--- Supplied data ---
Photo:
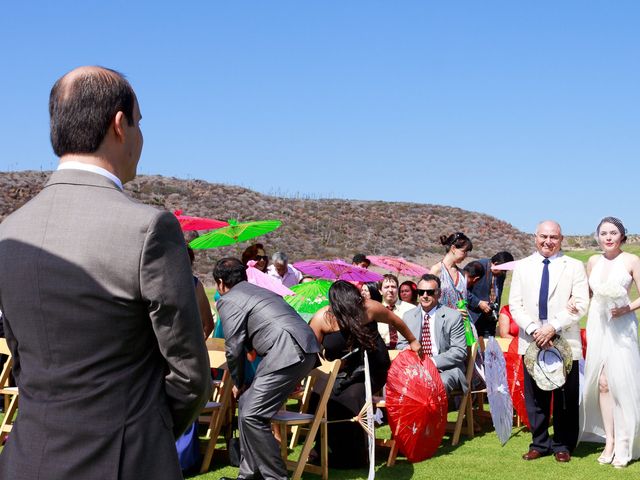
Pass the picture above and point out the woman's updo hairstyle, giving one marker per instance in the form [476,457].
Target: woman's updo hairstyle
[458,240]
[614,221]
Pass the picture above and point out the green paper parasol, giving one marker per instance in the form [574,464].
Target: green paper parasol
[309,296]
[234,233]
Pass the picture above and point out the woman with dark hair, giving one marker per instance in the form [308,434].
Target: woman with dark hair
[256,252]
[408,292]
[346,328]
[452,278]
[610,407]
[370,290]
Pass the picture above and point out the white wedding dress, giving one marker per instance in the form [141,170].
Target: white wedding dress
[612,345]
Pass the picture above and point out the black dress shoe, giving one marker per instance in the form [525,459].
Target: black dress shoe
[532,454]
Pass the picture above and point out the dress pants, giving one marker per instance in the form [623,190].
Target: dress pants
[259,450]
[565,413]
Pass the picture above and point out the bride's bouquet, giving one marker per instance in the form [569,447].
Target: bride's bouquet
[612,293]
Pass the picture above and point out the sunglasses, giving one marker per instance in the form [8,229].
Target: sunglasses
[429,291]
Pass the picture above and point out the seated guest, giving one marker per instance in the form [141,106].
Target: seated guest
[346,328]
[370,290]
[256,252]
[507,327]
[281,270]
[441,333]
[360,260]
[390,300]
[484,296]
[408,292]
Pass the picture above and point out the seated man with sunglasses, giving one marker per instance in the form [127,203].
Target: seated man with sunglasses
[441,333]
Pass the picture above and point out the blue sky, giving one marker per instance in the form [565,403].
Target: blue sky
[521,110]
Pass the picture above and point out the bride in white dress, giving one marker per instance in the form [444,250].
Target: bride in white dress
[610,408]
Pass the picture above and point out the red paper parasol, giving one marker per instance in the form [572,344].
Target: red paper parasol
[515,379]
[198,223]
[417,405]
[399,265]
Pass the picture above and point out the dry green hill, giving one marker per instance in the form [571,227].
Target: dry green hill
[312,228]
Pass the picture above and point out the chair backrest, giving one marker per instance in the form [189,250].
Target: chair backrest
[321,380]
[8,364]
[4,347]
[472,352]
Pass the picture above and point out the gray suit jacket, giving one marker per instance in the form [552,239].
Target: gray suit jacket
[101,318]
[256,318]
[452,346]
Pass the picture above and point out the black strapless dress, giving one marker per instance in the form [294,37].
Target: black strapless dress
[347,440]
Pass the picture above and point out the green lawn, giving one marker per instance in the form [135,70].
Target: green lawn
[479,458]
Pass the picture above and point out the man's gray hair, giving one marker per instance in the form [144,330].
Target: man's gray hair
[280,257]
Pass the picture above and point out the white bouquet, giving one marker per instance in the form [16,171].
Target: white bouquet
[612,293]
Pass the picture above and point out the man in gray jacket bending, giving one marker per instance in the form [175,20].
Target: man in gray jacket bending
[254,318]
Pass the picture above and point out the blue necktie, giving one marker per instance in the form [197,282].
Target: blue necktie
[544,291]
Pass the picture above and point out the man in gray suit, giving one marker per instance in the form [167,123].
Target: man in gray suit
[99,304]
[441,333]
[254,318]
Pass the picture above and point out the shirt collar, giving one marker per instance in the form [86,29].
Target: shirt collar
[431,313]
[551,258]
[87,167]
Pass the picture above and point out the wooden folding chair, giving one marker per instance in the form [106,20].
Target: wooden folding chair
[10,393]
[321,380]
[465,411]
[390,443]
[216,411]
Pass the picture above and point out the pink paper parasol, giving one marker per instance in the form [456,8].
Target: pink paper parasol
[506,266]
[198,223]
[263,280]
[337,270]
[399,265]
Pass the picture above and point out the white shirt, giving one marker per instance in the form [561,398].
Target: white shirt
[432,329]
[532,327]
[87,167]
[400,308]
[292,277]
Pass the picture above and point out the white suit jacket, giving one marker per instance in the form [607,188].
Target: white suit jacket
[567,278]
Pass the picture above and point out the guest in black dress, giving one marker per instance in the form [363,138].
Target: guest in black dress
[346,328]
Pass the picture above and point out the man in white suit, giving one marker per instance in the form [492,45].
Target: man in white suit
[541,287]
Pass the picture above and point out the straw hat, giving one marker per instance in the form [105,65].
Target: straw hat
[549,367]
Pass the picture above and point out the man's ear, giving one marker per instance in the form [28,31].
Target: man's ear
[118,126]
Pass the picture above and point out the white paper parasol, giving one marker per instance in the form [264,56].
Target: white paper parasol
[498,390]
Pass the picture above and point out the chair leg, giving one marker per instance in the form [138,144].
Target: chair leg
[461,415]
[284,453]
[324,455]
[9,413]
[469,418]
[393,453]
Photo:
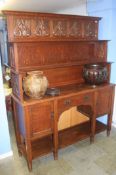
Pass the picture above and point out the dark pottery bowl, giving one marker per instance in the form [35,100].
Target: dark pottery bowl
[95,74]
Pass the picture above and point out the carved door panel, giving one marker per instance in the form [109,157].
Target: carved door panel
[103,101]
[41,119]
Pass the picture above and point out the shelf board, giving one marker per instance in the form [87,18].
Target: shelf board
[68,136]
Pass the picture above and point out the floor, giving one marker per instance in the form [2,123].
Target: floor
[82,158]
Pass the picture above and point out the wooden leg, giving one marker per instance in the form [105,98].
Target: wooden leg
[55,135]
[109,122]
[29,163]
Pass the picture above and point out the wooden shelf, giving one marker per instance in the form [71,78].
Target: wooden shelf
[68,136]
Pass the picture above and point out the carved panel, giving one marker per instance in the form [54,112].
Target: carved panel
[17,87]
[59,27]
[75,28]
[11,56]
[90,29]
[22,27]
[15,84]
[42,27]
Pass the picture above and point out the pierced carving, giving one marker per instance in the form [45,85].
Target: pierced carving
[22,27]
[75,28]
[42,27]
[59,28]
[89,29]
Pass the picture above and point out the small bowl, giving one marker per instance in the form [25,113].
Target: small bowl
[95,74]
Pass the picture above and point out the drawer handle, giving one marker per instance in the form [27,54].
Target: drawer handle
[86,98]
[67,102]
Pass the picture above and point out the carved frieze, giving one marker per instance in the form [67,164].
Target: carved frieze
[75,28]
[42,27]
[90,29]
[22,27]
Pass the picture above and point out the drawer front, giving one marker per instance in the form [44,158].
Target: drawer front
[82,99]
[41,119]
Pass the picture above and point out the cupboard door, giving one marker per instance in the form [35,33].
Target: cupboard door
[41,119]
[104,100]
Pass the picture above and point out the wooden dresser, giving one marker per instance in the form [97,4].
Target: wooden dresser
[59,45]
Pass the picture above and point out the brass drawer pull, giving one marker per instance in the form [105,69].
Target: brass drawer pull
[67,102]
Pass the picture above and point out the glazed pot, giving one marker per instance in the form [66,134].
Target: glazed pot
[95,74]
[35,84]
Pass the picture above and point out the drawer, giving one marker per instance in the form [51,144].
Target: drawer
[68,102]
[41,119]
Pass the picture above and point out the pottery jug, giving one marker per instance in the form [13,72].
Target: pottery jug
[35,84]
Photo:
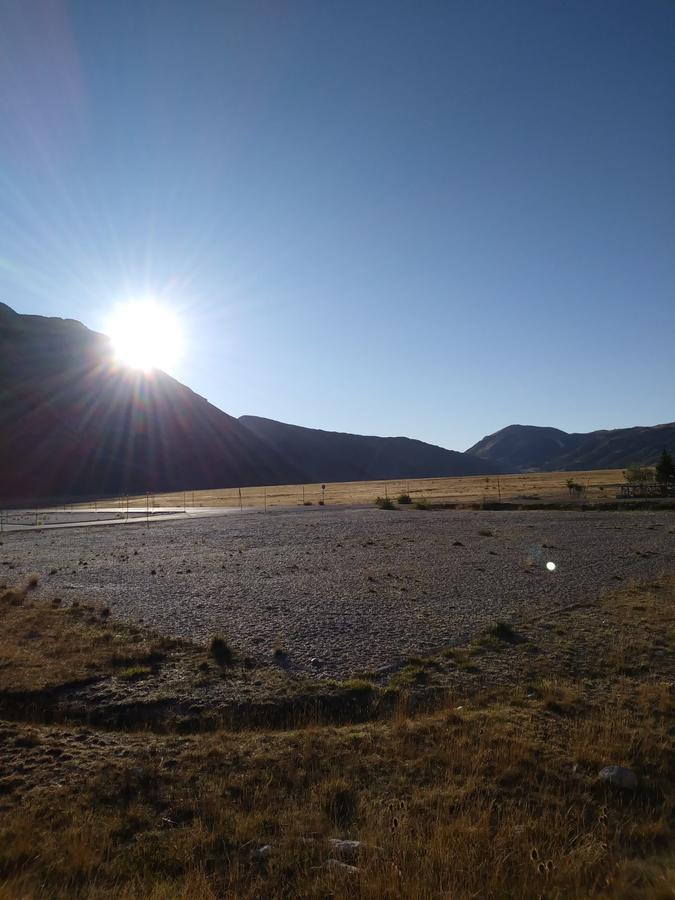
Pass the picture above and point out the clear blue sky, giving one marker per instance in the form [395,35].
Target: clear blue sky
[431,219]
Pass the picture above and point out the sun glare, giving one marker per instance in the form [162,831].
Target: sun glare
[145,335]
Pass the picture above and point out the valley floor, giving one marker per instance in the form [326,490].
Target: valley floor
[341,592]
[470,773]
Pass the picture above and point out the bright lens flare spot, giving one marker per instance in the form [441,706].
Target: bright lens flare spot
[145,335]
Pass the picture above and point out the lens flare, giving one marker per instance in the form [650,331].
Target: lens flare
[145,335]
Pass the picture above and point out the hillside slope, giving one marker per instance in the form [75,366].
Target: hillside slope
---
**Directions**:
Rewrite all the lines above with "marker" switched to "dot" wherever it occurs, keeping everything else the same. Omit the pictures from the output.

**Result of this task**:
Photo:
Pass the picture above and point out the woman's updo hairstyle, giving one dot per instance in the form [476,457].
Target: woman's updo hairstyle
[458,240]
[614,221]
Pass the picture above and point out the green paper parasol, giving one dot per instance in the form [574,464].
Target: green paper parasol
[309,296]
[234,233]
Pass the picture above and point out the woman with dark hair, giving one dot per instance in the form [308,434].
Target: woman with dark hair
[256,252]
[408,292]
[346,328]
[452,278]
[610,407]
[370,290]
Pass the picture above and point out the white wedding dress, giving one dot per instance in the form [141,170].
Target: white wedding dress
[612,345]
Pass the picture above and point out the black dress shoe, giving one dot per instance in the form [525,459].
Target: black dress shoe
[532,454]
Pass the picture above and point out the dress pants, giving one dot per instance in the form [623,190].
Target: dress pants
[259,450]
[565,413]
Pass the picture above and point out the bride's bouquet, giving one dot per instance in the form [569,447].
Target: bride's bouquet
[612,293]
Pass the picture above and point out the sunglasses, giving one dot per instance in the form [8,229].
Target: sunglasses
[429,291]
Pass the picture above and point out the seated guest, giving one dot per instance in the form [141,106].
Target: seated guest
[346,328]
[370,290]
[256,252]
[507,327]
[281,270]
[441,333]
[360,260]
[390,300]
[484,296]
[408,292]
Pass the picture above and point out the seated man with sunglasses, giving one dot per instance in the form [127,203].
Target: seated man with sunglasses
[441,333]
Pass the picture above and point out the blue sky, giving one dot per instance in the form [565,403].
Target: blue sky
[521,110]
Pass the picture above and point out the bride in white dress, giving one dot per instance in the form [444,250].
Target: bride in white dress
[610,408]
Pass the picture above and point out the red paper parasol, giving one dot per instance in the form [572,344].
Target: red paper parasol
[515,379]
[198,223]
[417,405]
[399,265]
Pass the picture above and point out the dry green hill, giving one dot per instance in the form [571,227].
Target: dry green hill
[312,228]
Pass the picture above and point out the chair backrest, giving one dot per instance in the form [189,250].
Target: chair backrest
[321,380]
[8,364]
[4,347]
[472,352]
Pass the picture above and point out the gray suit jacket, giving one dot per instance in the form [552,239].
Target: gray suit jacket
[101,318]
[256,318]
[452,346]
Pass the picture above and point out the black strapless dress, giving one dot per instance in the form [294,37].
Target: black strapless dress
[347,440]
Pass the picture above and point out the green lawn, giving one dot per instance in the form [135,70].
Target: green lawn
[479,458]
Pass the picture above and point out the man's gray hair, giving one dot per instance in the form [144,330].
Target: man's gray hair
[280,257]
Pass the picture above and point out the white bouquet, giving one dot per instance in the form [16,171].
Target: white bouquet
[612,293]
Pass the picture above and point out the man in gray jacket bending, giving one dot per instance in the form [175,20].
Target: man in gray jacket bending
[254,318]
Pass the picture above and point out the blue necktie, giving one dot per instance in the form [197,282].
Target: blue necktie
[544,291]
Pass the picture above and point out the man in gray suit, giving one dot per instance in the form [167,123].
Target: man in gray suit
[99,304]
[441,333]
[254,318]
Pass the picture above and point out the shirt collar, giving one dot per instance in the form [86,29].
Target: shirt collar
[431,313]
[551,258]
[87,167]
Pass the picture above and point out the wooden folding chair, giving one dot per instance in the form [106,20].
Target: wooden folding chair
[10,393]
[321,380]
[465,411]
[390,443]
[216,411]
Pass the picture above and point out the pink paper parasol, giving one dot per instance in the form [456,8].
Target: pink paper parasol
[506,266]
[198,223]
[263,280]
[337,270]
[399,265]
Pass the picture above and point out the white shirt, giving one dot per instance in the form [561,398].
Target: white shirt
[432,329]
[532,327]
[87,167]
[400,308]
[292,277]
Pass the picture above and point out the white suit jacket, giving one dot per instance in the form [607,188].
Target: white suit jacket
[567,278]
Pass the picture above and point out the guest in black dress, giving one dot per instance in the form [363,138].
Target: guest in black dress
[346,328]
Pass the picture above and point out the man in white suit, giving one dot per instance in the form [492,45].
Target: man in white suit
[541,287]
Pass the picture above and point out the straw hat, giving one dot per instance in the form [105,65].
Target: straw hat
[549,367]
Pass the picture above and point out the man's ear, giving one dot per instance in the form [28,31].
Target: man's ear
[118,126]
Pass the picture above and point out the white paper parasol, giving one dot per instance in the form [264,56].
Target: white paper parasol
[498,390]
Pass the picture above and point out the chair leg, giving one dot per instance in the form [138,144].
Target: chair leg
[461,415]
[284,453]
[324,455]
[9,413]
[469,418]
[393,453]
Photo:
Pass the picture above and point out the dark pottery bowl, giving one dot per instance in the form [35,100].
Target: dark pottery bowl
[95,74]
Pass the picture above and point out the carved door panel, giving one dot per instance in the form [109,157].
Target: carved door panel
[103,101]
[41,119]
Pass the picture above and point out the shelf board, giving one dot per instance in the form [87,18].
Target: shelf board
[68,136]
Pass the picture above and point out the floor, giving one dot per instance in the form [2,123].
Target: floor
[82,158]
Pass the picture above and point out the wooden leg, giving one dot per instance in the form [105,98].
Target: wooden leg
[55,135]
[109,122]
[29,163]
Pass the picture above and point out the wooden shelf, giving one dot per instance in the form [71,78].
Target: wooden shelf
[68,136]
Pass the picture above and point out the carved panel, giving one dot per instance in the form [54,112].
Target: carved panel
[17,87]
[59,27]
[75,28]
[11,56]
[90,29]
[22,27]
[15,84]
[42,27]
Pass the picture above and point out the pierced carving, giving one dot per instance in the form [45,85].
Target: pierced carving
[22,27]
[75,28]
[42,27]
[59,28]
[89,29]
Pass the picture above and point out the small bowl, giving one dot per instance in the form [25,113].
Target: small bowl
[95,74]
Pass the picture above and point out the drawer handle, giving one dot per instance in the form [27,54].
Target: drawer handle
[86,98]
[67,102]
Pass the picture above and point out the carved frieze, giving one dot per instance in the form [67,164].
Target: carved frieze
[75,28]
[42,27]
[90,29]
[22,27]
Pass the picture above and point out the drawer front, giving one dot per instance in the form [44,158].
Target: drawer front
[82,99]
[41,119]
Pass the picture above and point out the cupboard door, giving one dot per instance in the form [35,33].
Target: cupboard door
[41,119]
[104,100]
Pass the picture above and point out the wooden dresser, giving one dot per instance in the form [97,4].
Target: wooden dresser
[59,45]
Pass the picture above and point out the brass drawer pull, giving one dot per instance in the form [105,69].
Target: brass drawer pull
[67,102]
Pass the picture above and point out the glazed pot, giving one dot per instance in the form [66,134].
Target: glazed pot
[95,74]
[35,84]
Pass the picture above and point out the drawer, giving one dot per instance in the form [51,144].
Target: drawer
[68,102]
[41,119]
Pass the picture above and point out the pottery jug, giving one dot per instance in the form [13,72].
Target: pottery jug
[35,84]
Photo:
Pass the picture above and point out the clear blue sky, giving one dot per instance in the form [395,35].
Target: clear blue sky
[431,219]
Pass the picture above and point out the sun glare, giving one dot per instance in the form [162,831].
Target: sun glare
[145,335]
Pass the picture above and point out the valley floor, giving one dot per instance in the form [326,490].
Target: valley floor
[341,592]
[470,773]
Pass the picture above and point out the bright lens flare spot, giving one dot per instance in the form [441,706].
Target: bright lens flare spot
[145,335]
Pass the picture above and point out the lens flare, giving one dot per instance in the form [650,331].
Target: lens flare
[145,335]
Pass the picture above and point out the hillside slope, giving one dot per instance in the form [75,366].
Target: hillside slope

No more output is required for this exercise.